* WHAT IS ASKED: Rescale the data below from the line containing "Please identify the dark blue" down through the line containing "(1179, 394)", both ends included. Rewrite each of those lines with the requests unchanged, and multiply every point coordinate in the answers by 1.5, rounding to whole numbers with halves rounded up.

━━━━━ DATA LISTING

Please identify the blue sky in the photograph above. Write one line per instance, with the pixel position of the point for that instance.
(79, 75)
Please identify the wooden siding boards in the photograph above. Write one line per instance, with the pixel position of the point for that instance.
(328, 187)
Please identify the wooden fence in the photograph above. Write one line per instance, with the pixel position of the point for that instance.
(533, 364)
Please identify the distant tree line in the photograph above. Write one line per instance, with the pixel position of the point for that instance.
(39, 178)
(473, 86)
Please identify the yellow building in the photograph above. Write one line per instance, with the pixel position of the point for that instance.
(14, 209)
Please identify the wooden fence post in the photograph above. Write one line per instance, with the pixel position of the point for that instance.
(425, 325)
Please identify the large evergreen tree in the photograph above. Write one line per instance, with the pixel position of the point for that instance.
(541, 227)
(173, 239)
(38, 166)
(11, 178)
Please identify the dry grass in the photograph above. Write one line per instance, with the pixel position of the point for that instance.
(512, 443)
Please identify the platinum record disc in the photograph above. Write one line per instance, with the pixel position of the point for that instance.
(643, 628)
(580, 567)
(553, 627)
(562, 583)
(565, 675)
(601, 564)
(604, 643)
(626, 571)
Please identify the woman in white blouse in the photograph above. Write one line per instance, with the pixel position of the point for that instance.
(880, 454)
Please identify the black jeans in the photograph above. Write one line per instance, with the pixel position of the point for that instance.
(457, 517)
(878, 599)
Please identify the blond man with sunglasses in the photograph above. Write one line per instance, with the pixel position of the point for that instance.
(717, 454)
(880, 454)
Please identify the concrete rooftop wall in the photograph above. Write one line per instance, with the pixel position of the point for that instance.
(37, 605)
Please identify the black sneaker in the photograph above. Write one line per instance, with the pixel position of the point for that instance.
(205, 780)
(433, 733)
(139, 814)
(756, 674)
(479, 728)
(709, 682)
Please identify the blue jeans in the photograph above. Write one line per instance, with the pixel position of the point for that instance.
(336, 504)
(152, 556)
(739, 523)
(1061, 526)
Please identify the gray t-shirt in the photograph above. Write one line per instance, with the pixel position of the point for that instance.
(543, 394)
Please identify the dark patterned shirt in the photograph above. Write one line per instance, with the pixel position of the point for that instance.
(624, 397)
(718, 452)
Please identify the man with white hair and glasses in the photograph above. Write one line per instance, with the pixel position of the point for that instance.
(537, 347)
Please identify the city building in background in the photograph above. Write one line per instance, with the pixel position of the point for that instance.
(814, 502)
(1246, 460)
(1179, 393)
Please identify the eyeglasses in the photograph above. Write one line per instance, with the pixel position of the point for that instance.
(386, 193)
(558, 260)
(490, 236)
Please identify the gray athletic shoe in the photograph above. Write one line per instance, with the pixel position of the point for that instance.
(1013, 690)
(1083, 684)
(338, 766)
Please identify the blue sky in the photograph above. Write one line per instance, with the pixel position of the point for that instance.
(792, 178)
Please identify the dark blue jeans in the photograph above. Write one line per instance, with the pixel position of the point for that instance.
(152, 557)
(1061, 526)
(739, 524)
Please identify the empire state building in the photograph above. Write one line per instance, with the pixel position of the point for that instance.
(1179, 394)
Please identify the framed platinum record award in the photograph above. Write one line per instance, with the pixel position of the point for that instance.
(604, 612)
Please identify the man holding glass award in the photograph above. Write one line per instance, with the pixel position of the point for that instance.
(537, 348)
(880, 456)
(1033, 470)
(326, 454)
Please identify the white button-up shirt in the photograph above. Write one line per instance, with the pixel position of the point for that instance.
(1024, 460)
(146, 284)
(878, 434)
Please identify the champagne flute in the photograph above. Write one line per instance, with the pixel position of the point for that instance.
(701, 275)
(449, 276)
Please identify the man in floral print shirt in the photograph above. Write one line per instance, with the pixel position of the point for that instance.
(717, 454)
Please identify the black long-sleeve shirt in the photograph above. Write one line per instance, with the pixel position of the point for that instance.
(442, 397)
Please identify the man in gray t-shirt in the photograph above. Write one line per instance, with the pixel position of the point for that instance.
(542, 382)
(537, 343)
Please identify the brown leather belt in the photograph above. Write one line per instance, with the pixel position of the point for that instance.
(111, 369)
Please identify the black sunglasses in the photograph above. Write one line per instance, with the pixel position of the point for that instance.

━━━━━━━━━━

* RESPONSE TO THIS EXERCISE:
Please identify the dark blue jeans in the photograph above. Write one line per instance, with the pixel position of the point for that instance.
(228, 836)
(1592, 789)
(1109, 786)
Please identify the empire state building in the photograph above. Write one line per instance, with the pixel position of the point for that instance.
(1769, 591)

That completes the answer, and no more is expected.